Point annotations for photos
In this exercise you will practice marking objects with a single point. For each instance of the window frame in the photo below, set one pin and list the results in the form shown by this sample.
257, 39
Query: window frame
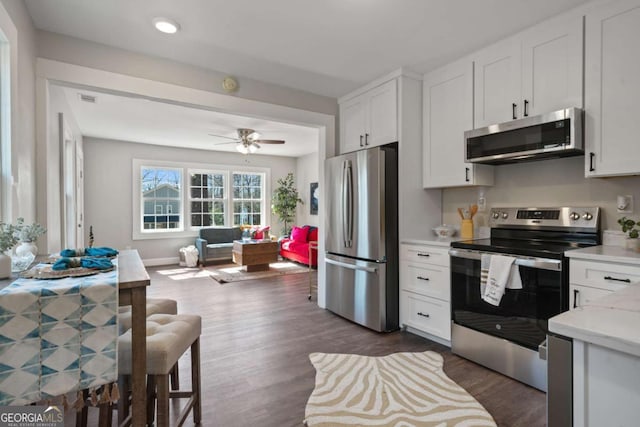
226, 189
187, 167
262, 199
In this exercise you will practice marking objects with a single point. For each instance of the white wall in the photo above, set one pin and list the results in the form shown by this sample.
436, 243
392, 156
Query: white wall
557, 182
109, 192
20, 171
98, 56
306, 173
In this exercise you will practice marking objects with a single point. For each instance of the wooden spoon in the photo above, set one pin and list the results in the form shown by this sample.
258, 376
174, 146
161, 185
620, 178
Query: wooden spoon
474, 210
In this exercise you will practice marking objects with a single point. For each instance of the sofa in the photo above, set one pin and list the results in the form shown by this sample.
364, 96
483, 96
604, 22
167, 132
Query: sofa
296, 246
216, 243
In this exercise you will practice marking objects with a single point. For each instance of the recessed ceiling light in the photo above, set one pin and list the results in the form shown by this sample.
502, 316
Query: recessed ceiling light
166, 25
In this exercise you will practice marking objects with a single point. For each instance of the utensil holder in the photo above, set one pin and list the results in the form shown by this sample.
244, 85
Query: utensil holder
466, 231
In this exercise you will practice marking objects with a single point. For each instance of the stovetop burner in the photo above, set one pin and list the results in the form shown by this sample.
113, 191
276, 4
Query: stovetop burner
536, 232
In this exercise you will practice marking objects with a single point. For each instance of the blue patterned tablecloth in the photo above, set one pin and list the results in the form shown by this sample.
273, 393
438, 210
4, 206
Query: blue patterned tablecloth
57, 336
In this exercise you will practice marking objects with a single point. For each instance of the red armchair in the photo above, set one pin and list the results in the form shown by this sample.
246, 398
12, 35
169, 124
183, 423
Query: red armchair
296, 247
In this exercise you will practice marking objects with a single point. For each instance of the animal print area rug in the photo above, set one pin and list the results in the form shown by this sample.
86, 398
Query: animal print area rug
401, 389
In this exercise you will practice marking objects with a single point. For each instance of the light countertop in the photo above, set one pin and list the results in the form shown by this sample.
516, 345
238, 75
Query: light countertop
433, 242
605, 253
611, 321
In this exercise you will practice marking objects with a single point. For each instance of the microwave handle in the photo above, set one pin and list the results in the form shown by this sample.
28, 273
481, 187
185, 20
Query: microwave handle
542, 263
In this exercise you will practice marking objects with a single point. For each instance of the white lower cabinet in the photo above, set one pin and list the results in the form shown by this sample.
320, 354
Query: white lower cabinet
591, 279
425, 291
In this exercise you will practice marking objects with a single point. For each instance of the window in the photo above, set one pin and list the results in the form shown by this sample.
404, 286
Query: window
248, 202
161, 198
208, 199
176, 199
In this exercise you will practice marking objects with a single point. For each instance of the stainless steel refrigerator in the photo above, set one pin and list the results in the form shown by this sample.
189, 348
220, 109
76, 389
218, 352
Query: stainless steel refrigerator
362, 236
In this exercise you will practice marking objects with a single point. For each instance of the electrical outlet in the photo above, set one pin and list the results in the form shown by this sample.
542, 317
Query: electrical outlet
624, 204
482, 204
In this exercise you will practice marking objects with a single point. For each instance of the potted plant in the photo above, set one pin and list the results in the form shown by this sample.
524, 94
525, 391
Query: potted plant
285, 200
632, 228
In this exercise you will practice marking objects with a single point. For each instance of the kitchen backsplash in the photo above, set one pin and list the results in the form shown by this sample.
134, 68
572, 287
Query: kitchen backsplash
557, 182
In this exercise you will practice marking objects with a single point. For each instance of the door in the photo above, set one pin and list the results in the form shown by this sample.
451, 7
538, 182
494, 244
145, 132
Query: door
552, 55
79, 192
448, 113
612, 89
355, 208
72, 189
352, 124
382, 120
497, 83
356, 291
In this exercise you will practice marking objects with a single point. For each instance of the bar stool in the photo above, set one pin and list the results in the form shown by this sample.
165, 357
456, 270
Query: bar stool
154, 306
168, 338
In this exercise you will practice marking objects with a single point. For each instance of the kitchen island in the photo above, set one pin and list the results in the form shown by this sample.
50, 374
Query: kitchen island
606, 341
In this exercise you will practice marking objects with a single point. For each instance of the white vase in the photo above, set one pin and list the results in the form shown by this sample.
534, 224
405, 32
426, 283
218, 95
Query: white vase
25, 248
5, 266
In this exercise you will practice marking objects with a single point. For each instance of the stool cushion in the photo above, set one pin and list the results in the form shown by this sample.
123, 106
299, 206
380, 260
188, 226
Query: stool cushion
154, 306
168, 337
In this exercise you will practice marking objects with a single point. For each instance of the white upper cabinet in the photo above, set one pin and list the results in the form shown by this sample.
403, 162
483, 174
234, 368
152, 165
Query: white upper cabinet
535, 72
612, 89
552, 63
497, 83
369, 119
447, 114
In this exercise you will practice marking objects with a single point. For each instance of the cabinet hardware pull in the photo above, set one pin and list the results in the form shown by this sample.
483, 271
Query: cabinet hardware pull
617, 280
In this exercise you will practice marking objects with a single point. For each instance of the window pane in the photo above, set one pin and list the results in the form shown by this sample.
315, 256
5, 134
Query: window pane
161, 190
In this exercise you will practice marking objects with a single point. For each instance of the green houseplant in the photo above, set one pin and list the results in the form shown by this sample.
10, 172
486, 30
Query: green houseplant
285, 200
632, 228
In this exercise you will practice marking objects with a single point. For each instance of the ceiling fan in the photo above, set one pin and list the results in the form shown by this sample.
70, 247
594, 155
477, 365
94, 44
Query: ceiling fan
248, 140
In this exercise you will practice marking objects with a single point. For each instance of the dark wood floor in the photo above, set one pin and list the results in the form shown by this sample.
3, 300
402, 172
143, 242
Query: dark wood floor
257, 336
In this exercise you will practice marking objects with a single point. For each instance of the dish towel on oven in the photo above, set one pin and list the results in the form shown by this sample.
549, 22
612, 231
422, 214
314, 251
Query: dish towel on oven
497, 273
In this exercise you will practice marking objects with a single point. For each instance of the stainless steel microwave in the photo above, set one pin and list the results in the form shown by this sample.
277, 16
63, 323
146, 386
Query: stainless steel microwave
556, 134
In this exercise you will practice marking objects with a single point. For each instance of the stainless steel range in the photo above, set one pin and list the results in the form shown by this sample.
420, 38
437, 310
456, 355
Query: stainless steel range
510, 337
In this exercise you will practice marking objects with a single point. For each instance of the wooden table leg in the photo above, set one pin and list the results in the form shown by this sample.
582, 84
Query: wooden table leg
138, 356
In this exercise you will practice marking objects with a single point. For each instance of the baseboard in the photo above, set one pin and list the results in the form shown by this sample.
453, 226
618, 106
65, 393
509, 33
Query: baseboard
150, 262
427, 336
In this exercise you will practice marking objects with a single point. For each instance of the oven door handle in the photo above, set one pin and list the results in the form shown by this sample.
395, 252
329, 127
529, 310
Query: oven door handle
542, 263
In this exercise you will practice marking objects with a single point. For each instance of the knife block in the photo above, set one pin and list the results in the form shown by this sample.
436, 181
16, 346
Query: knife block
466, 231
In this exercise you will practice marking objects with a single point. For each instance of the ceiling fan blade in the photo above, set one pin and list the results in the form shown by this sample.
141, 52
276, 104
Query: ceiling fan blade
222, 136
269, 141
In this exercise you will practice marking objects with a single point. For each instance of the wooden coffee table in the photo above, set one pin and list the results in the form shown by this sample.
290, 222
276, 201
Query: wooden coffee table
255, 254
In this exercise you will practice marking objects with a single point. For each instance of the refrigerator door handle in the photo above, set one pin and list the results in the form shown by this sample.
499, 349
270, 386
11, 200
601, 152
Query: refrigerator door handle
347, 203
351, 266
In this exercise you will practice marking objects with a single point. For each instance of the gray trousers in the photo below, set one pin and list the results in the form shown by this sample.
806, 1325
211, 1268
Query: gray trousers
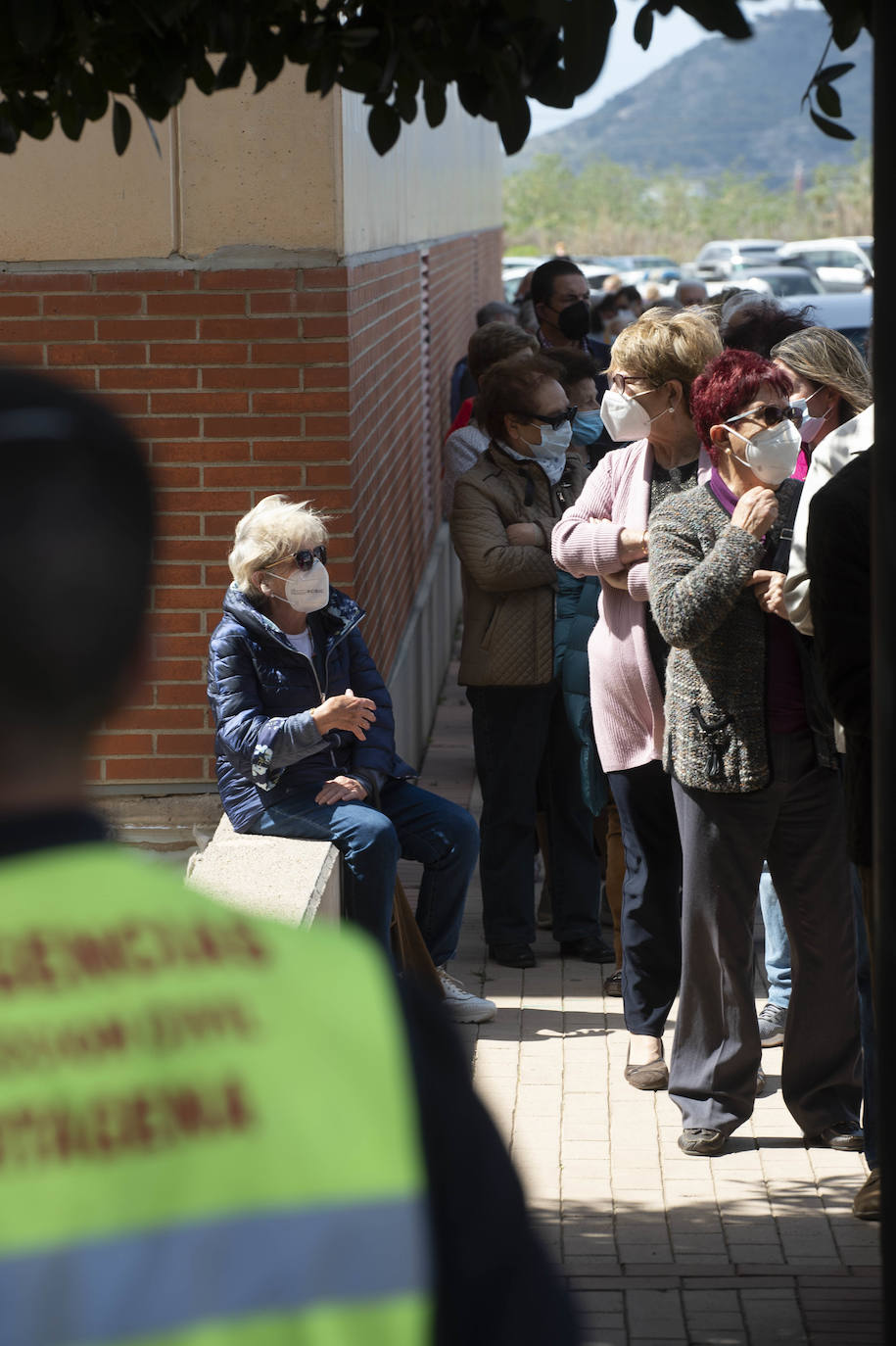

_Given request_
Put the lines of the material, from the line containing "the wooden coffee" through the end of the material, into a numbered list, leaving out blank lines and pictures.

_Result of this exercise_
1. In this exercise you will practice marking objects with a single point. For each instance of the wooden coffee table in the photo above, set one pin and list the results in the form shown by this sample.
2. 290, 222
3. 276, 201
4. Query: wooden coffee table
5. 255, 254
6. In this exercise you will practice marking objects with a single point. For each instance of the refrigerator door handle in the photo above, set one pin and list the results in the form shown by this sample.
7. 499, 349
8. 270, 386
9. 11, 200
10. 601, 152
11. Query: refrigerator door handle
12. 347, 203
13. 351, 266
14. In this exercise you will practice marking objects with a single point. For each instance of the gray trousers in the photo below, set one pin and list the results in the form shown by this sample.
15. 806, 1325
16. 211, 1268
17. Query: gray trousers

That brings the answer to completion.